(What is asked): Starting with the line that contains "like point(4, 115).", write out each line through the end of the listing, unchanged. Output nothing else.

(Exercise material):
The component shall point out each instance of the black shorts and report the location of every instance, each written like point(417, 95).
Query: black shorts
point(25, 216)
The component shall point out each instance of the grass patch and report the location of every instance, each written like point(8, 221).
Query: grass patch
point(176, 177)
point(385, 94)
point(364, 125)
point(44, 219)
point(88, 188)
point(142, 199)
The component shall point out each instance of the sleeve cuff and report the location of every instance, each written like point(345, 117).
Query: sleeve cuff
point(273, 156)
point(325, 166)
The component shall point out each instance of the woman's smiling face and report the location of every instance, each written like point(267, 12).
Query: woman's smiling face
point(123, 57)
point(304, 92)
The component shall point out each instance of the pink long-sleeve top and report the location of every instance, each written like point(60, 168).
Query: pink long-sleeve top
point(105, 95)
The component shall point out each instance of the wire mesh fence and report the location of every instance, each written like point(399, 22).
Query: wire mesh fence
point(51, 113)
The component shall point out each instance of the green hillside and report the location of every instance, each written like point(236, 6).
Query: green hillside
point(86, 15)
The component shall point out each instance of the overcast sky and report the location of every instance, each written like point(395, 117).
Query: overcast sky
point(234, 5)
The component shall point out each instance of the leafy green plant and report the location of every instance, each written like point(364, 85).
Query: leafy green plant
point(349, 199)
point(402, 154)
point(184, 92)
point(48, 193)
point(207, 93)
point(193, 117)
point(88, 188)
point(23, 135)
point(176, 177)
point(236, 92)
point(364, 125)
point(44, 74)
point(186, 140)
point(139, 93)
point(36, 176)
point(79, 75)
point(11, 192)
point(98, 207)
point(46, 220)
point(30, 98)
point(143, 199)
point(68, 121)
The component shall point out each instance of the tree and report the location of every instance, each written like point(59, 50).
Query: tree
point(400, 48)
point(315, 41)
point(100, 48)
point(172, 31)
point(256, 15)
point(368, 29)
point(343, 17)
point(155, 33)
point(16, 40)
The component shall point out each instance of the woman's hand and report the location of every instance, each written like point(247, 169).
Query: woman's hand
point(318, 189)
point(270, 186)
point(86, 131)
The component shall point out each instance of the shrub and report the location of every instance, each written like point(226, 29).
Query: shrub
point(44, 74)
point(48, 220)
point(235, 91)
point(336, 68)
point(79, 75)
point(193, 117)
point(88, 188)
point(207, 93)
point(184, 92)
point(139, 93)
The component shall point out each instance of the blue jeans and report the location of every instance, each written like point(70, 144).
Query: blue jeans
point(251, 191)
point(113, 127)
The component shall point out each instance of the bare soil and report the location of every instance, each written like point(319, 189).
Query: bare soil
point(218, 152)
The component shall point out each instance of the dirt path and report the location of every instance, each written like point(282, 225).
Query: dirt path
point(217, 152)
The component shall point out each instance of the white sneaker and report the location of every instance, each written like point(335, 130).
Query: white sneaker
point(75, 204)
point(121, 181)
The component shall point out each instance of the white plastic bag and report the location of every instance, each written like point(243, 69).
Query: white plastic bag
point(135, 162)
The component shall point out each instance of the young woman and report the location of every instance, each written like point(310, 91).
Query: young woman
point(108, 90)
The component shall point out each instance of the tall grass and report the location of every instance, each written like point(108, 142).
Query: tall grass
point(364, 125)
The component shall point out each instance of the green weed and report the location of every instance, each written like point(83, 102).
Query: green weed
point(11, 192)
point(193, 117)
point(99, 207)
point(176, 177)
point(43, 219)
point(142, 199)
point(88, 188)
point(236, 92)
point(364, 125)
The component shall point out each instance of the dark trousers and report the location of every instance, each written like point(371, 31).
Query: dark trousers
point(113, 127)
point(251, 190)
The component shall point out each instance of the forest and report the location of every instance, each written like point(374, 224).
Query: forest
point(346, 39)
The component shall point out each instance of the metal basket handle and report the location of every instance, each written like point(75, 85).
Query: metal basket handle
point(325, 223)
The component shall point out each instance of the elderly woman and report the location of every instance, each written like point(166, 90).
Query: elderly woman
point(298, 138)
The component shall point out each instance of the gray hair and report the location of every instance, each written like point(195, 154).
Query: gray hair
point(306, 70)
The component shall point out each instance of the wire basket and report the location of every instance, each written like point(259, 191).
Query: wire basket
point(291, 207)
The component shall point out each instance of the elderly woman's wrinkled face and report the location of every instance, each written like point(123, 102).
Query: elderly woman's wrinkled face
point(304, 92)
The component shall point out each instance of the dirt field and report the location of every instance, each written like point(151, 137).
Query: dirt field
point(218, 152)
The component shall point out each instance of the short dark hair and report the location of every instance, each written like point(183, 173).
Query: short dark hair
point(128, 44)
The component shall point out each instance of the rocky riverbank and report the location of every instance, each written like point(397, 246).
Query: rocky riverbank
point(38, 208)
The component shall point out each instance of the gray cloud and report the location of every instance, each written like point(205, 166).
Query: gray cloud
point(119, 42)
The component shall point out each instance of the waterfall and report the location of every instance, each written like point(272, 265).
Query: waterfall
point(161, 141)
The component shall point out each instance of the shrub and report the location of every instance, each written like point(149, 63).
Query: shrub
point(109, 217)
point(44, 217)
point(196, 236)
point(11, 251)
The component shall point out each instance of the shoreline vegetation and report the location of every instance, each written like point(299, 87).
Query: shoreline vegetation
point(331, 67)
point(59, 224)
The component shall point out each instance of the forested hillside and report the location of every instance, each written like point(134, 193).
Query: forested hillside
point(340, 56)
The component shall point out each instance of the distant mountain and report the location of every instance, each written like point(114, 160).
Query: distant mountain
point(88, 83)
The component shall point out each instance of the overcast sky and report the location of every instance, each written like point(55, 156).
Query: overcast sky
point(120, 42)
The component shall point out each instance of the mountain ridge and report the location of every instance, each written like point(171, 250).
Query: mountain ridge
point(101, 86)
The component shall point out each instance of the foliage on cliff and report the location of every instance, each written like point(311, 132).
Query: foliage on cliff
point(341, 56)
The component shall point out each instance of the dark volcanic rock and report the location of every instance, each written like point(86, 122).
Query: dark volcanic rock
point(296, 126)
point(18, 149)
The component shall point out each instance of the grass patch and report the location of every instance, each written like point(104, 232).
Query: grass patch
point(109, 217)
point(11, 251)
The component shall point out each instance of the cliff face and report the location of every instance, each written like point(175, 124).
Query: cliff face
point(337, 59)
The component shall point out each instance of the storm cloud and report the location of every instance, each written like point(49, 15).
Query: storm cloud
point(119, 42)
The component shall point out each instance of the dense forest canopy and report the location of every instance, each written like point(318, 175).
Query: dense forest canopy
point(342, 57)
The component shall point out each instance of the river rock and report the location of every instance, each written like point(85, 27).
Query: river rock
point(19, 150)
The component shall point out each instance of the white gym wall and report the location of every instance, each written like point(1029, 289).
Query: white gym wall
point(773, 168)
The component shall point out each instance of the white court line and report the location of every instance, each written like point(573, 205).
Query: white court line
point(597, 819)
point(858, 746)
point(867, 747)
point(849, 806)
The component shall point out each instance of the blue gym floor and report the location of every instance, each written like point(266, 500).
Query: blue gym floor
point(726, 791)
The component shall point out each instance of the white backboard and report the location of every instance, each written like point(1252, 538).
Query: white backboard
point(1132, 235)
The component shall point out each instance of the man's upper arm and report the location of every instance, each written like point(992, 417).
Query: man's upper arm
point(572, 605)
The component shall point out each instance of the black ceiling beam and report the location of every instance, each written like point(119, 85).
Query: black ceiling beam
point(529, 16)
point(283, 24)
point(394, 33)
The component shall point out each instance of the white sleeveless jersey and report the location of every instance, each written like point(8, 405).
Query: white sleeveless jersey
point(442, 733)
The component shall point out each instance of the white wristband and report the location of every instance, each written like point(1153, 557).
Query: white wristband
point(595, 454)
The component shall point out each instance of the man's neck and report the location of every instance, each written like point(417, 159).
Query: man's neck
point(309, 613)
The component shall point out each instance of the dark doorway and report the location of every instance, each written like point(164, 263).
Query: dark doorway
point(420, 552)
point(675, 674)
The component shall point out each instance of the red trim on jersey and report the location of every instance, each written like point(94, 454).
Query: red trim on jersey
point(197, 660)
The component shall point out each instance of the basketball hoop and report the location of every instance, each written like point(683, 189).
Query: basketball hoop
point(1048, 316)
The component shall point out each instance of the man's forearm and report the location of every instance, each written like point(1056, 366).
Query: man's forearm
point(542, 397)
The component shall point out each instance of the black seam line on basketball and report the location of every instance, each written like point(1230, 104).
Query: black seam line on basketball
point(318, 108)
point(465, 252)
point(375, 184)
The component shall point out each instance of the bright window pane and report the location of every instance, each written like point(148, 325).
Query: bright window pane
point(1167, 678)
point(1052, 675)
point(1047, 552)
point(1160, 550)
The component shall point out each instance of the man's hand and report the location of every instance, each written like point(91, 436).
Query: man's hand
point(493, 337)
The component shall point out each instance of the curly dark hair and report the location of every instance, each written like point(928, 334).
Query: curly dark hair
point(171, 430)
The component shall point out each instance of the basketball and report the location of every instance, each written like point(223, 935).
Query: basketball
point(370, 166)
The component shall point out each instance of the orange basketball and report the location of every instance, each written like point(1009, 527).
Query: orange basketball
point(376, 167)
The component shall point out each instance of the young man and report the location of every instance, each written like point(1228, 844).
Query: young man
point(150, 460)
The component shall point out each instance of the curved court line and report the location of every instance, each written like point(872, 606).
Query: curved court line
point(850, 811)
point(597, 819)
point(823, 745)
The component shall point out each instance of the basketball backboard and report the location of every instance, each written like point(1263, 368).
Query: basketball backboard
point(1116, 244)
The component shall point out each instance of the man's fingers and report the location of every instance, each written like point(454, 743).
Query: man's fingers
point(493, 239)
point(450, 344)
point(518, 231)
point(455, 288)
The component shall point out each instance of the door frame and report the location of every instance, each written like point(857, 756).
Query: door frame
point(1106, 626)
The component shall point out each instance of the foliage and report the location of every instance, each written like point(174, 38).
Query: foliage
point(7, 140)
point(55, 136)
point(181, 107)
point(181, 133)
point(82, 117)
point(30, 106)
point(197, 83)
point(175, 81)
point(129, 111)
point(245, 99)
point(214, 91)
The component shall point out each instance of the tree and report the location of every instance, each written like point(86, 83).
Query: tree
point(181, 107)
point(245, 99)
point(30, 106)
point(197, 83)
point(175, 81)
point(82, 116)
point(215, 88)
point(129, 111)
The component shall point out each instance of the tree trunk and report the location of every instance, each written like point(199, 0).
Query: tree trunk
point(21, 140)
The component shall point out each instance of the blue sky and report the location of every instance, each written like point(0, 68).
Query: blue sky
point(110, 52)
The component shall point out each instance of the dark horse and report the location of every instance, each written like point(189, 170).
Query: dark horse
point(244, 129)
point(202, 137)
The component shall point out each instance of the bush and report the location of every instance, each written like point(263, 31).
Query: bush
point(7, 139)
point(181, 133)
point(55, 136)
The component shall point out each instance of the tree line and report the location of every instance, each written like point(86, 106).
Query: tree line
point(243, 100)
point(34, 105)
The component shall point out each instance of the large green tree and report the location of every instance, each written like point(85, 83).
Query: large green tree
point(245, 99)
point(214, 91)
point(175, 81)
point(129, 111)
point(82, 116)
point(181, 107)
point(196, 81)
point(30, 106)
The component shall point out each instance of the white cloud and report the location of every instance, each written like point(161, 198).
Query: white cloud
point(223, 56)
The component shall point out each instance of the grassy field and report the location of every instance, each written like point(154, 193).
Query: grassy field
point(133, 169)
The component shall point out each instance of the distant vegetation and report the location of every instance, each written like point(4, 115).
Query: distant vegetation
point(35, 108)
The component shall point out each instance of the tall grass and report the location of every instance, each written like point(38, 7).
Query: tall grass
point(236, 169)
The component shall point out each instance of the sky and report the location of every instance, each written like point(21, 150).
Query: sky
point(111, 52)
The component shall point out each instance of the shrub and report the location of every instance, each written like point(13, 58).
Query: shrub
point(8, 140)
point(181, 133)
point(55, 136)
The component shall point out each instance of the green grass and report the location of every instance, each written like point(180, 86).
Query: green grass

(Exercise solution):
The component shall point out each instance of the distant vegetation and report the location of every instance, each written like point(4, 115).
Query: distant vegetation
point(35, 108)
The component shall point out each instance of the tall grass and report the location of every instance, each written like point(38, 7).
Query: tall grass
point(236, 169)
The component shall point out each instance of the sky and report the location of every instance, each written like point(21, 150).
Query: sky
point(111, 52)
The component shall point out each instance of the shrub and report the location of every instance, each written like point(13, 58).
Query: shrub
point(8, 140)
point(181, 133)
point(55, 136)
The component shall point out each instance of the green grass and report the location of every instance, each written like point(180, 86).
Query: green grass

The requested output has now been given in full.